DIRECTIONS
Select every line containing the word "below" from the material, and copy those lines.

TASK INPUTS
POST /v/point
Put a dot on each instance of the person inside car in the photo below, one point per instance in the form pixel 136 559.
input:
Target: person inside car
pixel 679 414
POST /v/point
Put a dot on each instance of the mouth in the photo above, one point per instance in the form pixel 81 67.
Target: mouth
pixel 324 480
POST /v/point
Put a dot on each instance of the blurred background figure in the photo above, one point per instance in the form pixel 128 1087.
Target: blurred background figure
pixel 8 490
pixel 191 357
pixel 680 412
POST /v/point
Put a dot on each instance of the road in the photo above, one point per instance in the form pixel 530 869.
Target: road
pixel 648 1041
* * *
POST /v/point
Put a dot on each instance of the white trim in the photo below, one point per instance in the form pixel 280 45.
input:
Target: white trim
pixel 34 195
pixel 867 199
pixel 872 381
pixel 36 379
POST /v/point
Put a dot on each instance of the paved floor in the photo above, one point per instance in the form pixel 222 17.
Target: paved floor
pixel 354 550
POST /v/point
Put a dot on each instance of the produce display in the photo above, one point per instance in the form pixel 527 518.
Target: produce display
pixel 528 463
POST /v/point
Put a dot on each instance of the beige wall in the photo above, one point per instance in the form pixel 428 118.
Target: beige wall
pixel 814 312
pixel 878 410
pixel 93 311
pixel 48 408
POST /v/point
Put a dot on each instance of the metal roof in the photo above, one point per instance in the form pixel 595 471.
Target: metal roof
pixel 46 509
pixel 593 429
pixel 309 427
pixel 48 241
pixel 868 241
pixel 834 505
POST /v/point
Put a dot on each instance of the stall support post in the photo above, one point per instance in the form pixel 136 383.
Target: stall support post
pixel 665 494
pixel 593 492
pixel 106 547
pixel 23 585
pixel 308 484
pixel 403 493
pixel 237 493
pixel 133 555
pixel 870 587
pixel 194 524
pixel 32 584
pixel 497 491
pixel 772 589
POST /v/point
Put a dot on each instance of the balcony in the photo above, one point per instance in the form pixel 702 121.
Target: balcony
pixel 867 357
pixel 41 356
...
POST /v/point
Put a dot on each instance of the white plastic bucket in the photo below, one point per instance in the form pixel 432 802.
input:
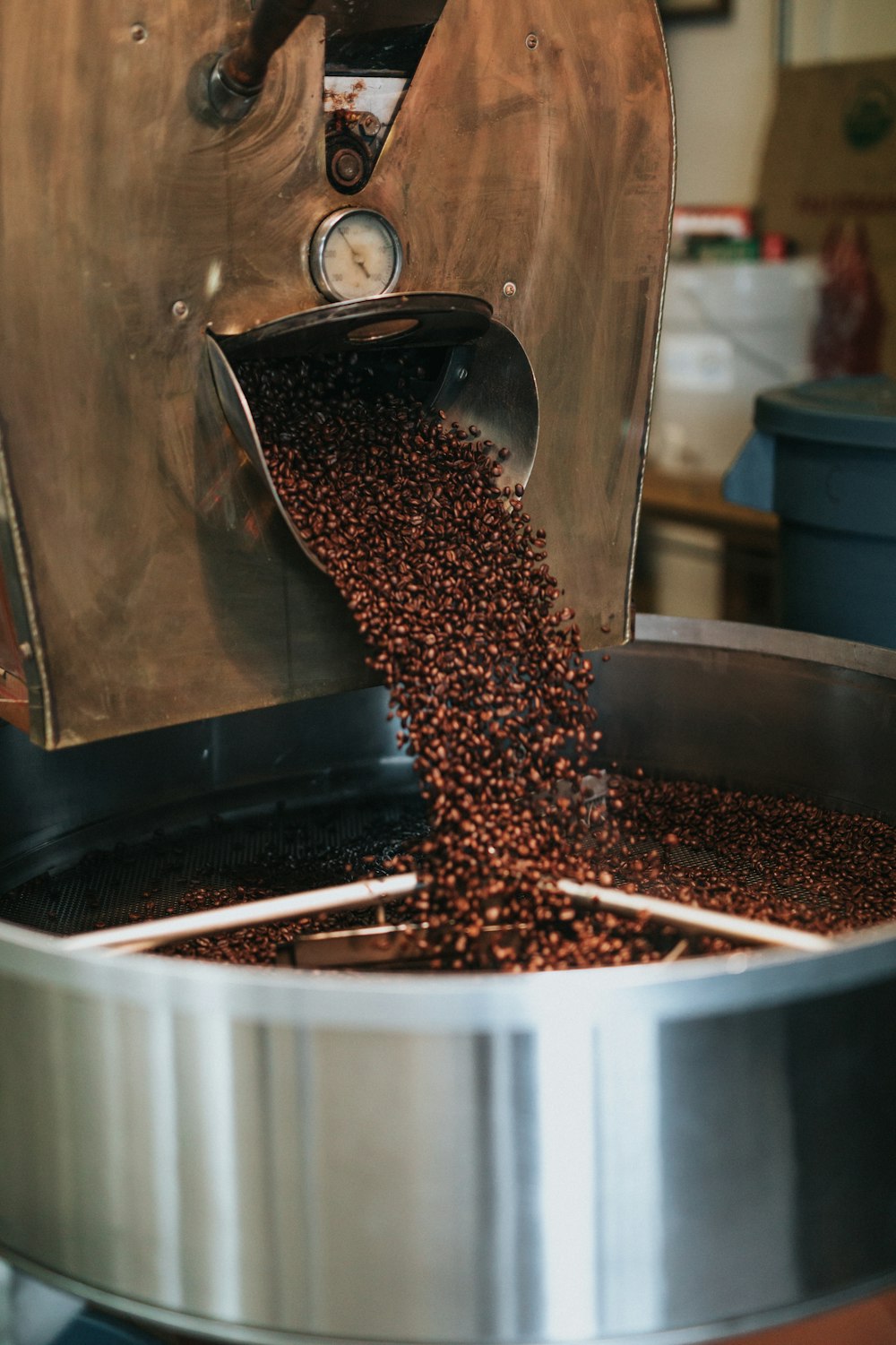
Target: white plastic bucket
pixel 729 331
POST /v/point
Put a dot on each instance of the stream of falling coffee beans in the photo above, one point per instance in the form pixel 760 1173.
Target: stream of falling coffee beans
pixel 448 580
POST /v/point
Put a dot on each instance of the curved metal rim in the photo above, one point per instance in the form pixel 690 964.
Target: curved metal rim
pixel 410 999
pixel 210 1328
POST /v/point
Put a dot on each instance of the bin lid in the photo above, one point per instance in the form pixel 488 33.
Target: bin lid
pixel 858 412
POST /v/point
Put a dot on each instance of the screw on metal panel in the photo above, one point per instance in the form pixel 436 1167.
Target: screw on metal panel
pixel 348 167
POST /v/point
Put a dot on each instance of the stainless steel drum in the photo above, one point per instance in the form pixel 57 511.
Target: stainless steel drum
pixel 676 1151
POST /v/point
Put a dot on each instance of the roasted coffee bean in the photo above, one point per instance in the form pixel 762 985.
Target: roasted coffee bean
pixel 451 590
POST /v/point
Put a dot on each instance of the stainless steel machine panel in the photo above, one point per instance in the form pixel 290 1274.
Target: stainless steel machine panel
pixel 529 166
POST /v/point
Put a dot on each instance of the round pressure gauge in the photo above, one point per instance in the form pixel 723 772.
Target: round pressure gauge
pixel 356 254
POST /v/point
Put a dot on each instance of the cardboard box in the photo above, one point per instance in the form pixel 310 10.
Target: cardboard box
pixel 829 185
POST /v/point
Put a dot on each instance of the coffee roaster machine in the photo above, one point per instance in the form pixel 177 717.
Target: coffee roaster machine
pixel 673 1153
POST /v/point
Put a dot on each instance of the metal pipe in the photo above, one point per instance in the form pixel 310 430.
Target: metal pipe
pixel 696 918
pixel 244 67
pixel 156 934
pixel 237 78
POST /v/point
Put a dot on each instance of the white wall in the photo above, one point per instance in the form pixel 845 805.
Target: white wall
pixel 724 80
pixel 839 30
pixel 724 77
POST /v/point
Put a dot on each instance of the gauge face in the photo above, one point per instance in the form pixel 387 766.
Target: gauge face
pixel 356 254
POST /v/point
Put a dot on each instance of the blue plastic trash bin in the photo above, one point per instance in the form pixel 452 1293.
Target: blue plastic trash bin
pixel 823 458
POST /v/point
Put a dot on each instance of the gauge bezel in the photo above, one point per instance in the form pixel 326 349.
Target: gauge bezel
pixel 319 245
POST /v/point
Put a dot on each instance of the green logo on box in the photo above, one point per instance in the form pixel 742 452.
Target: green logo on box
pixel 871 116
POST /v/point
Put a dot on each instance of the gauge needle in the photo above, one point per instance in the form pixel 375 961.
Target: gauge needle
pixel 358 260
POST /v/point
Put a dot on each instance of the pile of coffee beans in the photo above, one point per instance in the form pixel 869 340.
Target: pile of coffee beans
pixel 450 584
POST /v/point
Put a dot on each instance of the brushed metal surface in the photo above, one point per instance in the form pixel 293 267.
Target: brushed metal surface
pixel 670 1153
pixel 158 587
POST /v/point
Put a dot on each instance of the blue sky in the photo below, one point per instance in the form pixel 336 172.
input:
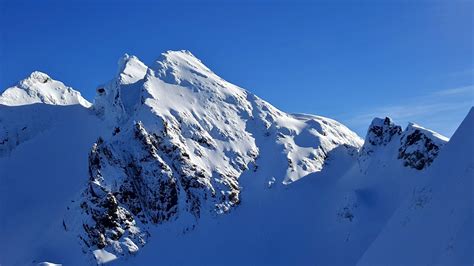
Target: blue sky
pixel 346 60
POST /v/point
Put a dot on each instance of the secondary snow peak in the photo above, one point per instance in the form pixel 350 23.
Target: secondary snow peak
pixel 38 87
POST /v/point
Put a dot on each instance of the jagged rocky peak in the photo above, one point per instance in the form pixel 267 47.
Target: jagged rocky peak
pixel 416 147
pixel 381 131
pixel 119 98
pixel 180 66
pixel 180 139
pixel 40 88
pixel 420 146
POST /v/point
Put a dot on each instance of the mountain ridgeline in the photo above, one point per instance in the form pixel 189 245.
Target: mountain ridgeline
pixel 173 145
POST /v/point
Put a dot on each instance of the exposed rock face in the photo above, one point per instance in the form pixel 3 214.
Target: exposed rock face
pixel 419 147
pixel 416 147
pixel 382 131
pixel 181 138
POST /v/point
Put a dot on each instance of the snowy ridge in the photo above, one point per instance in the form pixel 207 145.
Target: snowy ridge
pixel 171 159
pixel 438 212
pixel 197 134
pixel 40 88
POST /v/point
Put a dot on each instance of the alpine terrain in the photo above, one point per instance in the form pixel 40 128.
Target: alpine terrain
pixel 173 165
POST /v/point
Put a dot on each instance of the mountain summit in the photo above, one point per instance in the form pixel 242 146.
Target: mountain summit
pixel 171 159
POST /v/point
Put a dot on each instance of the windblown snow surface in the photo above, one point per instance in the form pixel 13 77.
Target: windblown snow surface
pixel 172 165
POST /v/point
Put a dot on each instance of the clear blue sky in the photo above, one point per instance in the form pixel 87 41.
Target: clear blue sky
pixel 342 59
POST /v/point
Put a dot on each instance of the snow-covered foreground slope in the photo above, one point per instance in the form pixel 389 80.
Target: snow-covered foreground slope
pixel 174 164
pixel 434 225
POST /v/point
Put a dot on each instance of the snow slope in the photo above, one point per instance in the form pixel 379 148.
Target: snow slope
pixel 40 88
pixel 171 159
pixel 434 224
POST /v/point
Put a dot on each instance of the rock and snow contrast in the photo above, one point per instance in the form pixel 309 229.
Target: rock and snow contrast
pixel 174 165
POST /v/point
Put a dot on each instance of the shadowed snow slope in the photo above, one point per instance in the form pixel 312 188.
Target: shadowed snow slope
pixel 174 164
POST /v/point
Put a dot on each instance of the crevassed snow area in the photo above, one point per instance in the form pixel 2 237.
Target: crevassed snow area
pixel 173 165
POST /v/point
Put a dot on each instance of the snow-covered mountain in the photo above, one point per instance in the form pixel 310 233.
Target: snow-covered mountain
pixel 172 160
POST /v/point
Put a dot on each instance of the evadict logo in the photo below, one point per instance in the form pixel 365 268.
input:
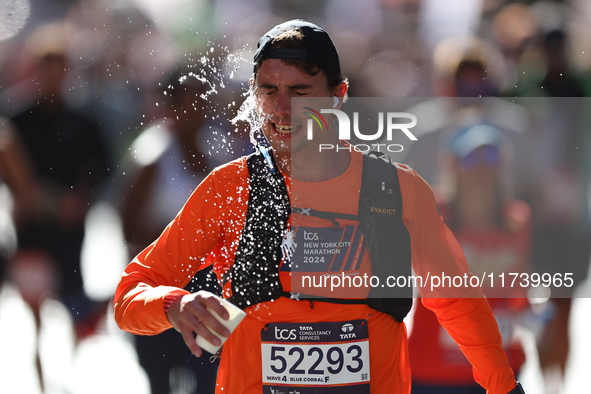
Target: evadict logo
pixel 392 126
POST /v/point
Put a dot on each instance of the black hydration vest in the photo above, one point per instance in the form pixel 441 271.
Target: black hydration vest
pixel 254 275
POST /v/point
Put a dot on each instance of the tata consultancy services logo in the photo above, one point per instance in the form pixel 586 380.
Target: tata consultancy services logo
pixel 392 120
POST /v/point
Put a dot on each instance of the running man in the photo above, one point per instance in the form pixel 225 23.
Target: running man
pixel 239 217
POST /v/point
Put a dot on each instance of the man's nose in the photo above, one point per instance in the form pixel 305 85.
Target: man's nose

ANSWER TO THE PROBLEM
Put a dot on each instance of the person inside car in the photo below, one point per instance in the form pixel 136 559.
Put a dot on each instance of the white trim in the photo below, one point per instance in the form pixel 280 45.
Put a dot on each instance of the white plastic bucket in the photo below, one point per instance in the form pixel 432 802.
Put a dot on each instance of the blue sky in the photo below, one point per instance in the form pixel 336 172.
Put a dot on each instance of the evadict logo in the photo below, one point per instance in the form pixel 365 268.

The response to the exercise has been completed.